▶ [Written task]:
Go through the material and write it all out exactly, minus the pictures.

◇ ◇ ◇ ◇ ◇

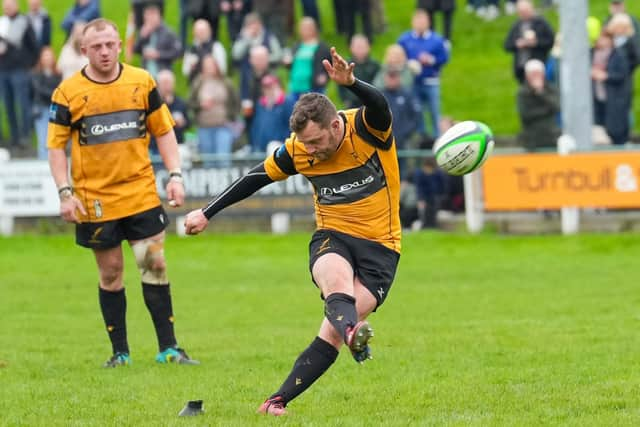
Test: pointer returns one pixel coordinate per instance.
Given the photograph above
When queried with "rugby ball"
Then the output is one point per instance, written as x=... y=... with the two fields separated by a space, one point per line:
x=463 y=148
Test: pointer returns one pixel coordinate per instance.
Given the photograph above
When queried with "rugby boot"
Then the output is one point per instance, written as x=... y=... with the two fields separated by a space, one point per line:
x=358 y=338
x=273 y=406
x=175 y=355
x=118 y=359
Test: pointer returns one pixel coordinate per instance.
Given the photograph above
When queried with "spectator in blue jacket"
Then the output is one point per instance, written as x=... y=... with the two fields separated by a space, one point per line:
x=429 y=49
x=272 y=112
x=40 y=22
x=19 y=52
x=82 y=10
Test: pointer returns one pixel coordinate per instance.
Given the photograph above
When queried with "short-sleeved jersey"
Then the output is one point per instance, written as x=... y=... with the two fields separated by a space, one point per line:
x=357 y=190
x=109 y=125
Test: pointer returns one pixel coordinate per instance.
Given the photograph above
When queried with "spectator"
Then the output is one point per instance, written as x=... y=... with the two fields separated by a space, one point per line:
x=405 y=110
x=395 y=58
x=235 y=12
x=44 y=81
x=215 y=104
x=82 y=10
x=177 y=106
x=158 y=45
x=307 y=72
x=447 y=7
x=138 y=7
x=429 y=49
x=622 y=30
x=538 y=103
x=360 y=8
x=203 y=44
x=19 y=52
x=71 y=59
x=618 y=6
x=250 y=90
x=430 y=189
x=271 y=119
x=204 y=9
x=530 y=37
x=310 y=9
x=366 y=68
x=253 y=33
x=40 y=22
x=612 y=87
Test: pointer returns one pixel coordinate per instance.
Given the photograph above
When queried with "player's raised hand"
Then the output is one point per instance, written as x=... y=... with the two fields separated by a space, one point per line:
x=338 y=69
x=195 y=222
x=175 y=193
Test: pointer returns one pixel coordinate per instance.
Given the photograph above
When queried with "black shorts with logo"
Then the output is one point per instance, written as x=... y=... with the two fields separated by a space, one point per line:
x=109 y=234
x=374 y=264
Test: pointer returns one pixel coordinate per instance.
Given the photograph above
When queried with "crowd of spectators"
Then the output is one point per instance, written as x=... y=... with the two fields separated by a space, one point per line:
x=237 y=97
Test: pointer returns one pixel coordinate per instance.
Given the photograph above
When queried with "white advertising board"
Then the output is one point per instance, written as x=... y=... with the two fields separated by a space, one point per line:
x=27 y=189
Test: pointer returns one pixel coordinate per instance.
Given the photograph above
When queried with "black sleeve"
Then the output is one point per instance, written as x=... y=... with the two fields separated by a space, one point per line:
x=245 y=186
x=376 y=112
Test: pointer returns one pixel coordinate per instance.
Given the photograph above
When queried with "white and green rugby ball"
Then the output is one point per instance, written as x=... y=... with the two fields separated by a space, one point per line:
x=464 y=147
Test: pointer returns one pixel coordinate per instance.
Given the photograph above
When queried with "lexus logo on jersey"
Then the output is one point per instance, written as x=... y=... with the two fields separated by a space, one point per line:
x=101 y=129
x=328 y=191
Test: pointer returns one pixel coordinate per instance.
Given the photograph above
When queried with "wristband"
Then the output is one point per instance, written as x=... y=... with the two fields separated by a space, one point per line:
x=176 y=176
x=65 y=192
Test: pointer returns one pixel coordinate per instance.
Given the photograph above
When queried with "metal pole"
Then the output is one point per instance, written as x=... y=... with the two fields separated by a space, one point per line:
x=575 y=89
x=575 y=76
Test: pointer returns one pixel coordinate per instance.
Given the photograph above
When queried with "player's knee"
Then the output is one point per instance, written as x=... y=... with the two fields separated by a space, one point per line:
x=111 y=277
x=149 y=256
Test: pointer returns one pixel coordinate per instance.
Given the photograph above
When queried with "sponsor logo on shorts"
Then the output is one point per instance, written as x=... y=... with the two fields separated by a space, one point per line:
x=94 y=237
x=324 y=246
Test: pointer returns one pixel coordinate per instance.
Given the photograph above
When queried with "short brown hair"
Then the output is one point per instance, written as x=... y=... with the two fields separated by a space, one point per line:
x=313 y=107
x=99 y=24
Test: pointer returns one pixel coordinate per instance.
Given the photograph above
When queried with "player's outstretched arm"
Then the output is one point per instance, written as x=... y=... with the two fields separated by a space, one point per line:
x=197 y=220
x=69 y=203
x=377 y=112
x=168 y=148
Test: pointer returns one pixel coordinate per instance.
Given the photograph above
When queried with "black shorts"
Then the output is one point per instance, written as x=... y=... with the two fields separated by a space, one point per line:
x=374 y=264
x=109 y=234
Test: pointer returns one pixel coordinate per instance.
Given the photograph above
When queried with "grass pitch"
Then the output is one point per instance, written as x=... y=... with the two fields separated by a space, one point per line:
x=478 y=330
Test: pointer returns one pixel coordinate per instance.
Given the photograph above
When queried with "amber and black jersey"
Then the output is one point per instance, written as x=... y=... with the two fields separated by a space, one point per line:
x=357 y=191
x=109 y=125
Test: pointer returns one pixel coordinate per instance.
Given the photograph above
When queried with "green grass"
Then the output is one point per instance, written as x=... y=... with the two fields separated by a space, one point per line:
x=476 y=84
x=478 y=330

◇ ◇ ◇ ◇ ◇

▶ [Output]:
Test: pointer returns one pixel coordinate per instance.
Given the photograph above
When queried with "rugby ball"
Then the output is one point per instance, written as x=... y=... with the two fields separated by a space, one point per line:
x=463 y=148
Test: pointer returns one pixel coordinate per instance.
Given the photograph above
When queried with "rugby boot"
Then the output is one point per instance, written as x=... y=... with the two fields separated by a space, one point per line:
x=358 y=338
x=273 y=406
x=175 y=355
x=118 y=359
Test: pointer returns one pixel coordinate per instance.
Given the photograph above
When queried with "spectator in blue jacket"
Then the output is one point per instance, written as x=... y=... with the two fields separated by a space, one point per line:
x=429 y=49
x=272 y=112
x=40 y=22
x=19 y=52
x=82 y=10
Test: pointer returns one pixel coordinate per instance.
Given the photograph above
When queried with "short-sleeved jersey"
Then the output is one point per instance, written as x=... y=... with the two fields separated by a space, one point per line:
x=357 y=190
x=109 y=125
Test: pointer returns one pixel coordinate per instance.
Given the photograph above
When queried with "spectator"
Then the output is one point per instance, written as x=... y=... with the two fields separated by a space, one point per line:
x=405 y=110
x=395 y=58
x=235 y=12
x=44 y=81
x=215 y=104
x=82 y=10
x=177 y=106
x=158 y=45
x=307 y=72
x=447 y=7
x=138 y=7
x=429 y=49
x=622 y=30
x=538 y=103
x=360 y=8
x=203 y=44
x=19 y=52
x=71 y=59
x=618 y=6
x=250 y=90
x=430 y=189
x=271 y=119
x=204 y=9
x=530 y=37
x=310 y=9
x=366 y=68
x=253 y=33
x=40 y=22
x=612 y=87
Test: pointer returns one pixel coordinate per instance.
Given the photograph above
When queried with "player's raised hand"
Then the output is one point per instance, written as x=... y=... with the two fields separated by a space, one point per line:
x=338 y=69
x=195 y=222
x=175 y=193
Test: pointer returns one pixel coordinate per instance.
Given the photograph above
When queried with "black shorts with logo"
Then the output is one point per instance, written as x=... y=... with the two fields separated by a space, one point per line:
x=109 y=234
x=374 y=264
Test: pointer returns one pixel coordinate per instance.
Given the photograph above
When queried with "crowd of spectators"
Then the output is one point per instance, written as x=... y=... with the two fields separated by a space, one point per line:
x=237 y=97
Test: pointer returns one pixel coordinate per instance.
Given the photograph above
When queried with "white advertising board"
Then the output is one point per instance, written as x=... y=... with the two fields separated by a space, one point per line:
x=27 y=189
Test: pointer returns one pixel coordinate per instance.
Given the photograph above
When queried with "black sleeve"
Then the output is one point per instance, written as x=... y=... with the two fields separated by a space, one point per line:
x=245 y=186
x=376 y=112
Test: pointer returns one pixel coordinate per instance.
Given the photograph above
When queried with "white and green rugby ball"
Then the output is one point per instance, written as x=... y=... with the two fields separated by a space, one point per line:
x=464 y=147
Test: pointer returns one pixel coordinate per instance.
Given the photograph above
When queried with "lexus logo on jersey"
Then the output is one point per instance, written as x=... y=... with the two fields separated by a space, one point per line:
x=101 y=129
x=328 y=191
Test: pointer returns one pixel coordinate per instance.
Given the photograph above
When queried with "wristband"
Then the output is one point per instance, written as x=... y=... with the two fields separated by a space, one point per line:
x=176 y=176
x=65 y=192
Test: pointer returns one pixel coordinate per instance.
Given the photograph above
When queried with "metal pole"
Then the output is one point per instance, written as x=... y=... with the two fields separated by a space, one point per line:
x=575 y=89
x=575 y=76
Test: pointer returns one pixel coordinate per instance.
Given the photograph above
When queried with "player's knee"
Then the output is one point per instance, written as x=... y=... with the two fields separated by a space, one point per line:
x=111 y=277
x=149 y=256
Test: pointer returns one pixel coordinate per instance.
Given the photograph above
When queried with "sponsor logo on shorts"
Then the output is one point per instance, written as x=... y=... with the two fields separated by a space, one point per line:
x=94 y=237
x=324 y=246
Test: pointer returns one pixel coordinate per instance.
Given the photograph above
When queried with "short brown hair"
Then the output is one point per instance, written as x=... y=... with the two fields separated by a space, one point per line:
x=313 y=107
x=99 y=24
Test: pointer returns one pixel coordinate per instance.
Given the photograph above
When queried with "player's outstretched arm"
Then the output is one point per instance, written as x=... y=... with the two fields separated by a space, one point per line:
x=197 y=220
x=69 y=203
x=377 y=112
x=168 y=148
Test: pointer returns one pixel coordinate per instance.
Given the photograph above
When queried with "black shorts"
Then the output is one point per instance, written as x=... y=... with the two fields separated by a space, one point per line:
x=374 y=264
x=109 y=234
Test: pointer returns one pixel coordinate per instance.
Given the photograph above
When queried with "grass pitch"
Then the output is one point per instance, written as x=... y=... with the two fields separated by a space, one point per line:
x=478 y=330
Test: pointer returns one pixel coordinate per instance.
Given the photograph above
When queried with "amber and black jersey"
Then the output is one point per instance, written as x=... y=... with the two fields separated by a space, one point per line:
x=357 y=191
x=109 y=125
Test: pointer returns one pixel coordinate per instance.
Given the photograph above
When queried with "green grass"
Then the output is one point per instance, written as x=... y=... with the two fields separated by a space, one point per line:
x=476 y=84
x=478 y=330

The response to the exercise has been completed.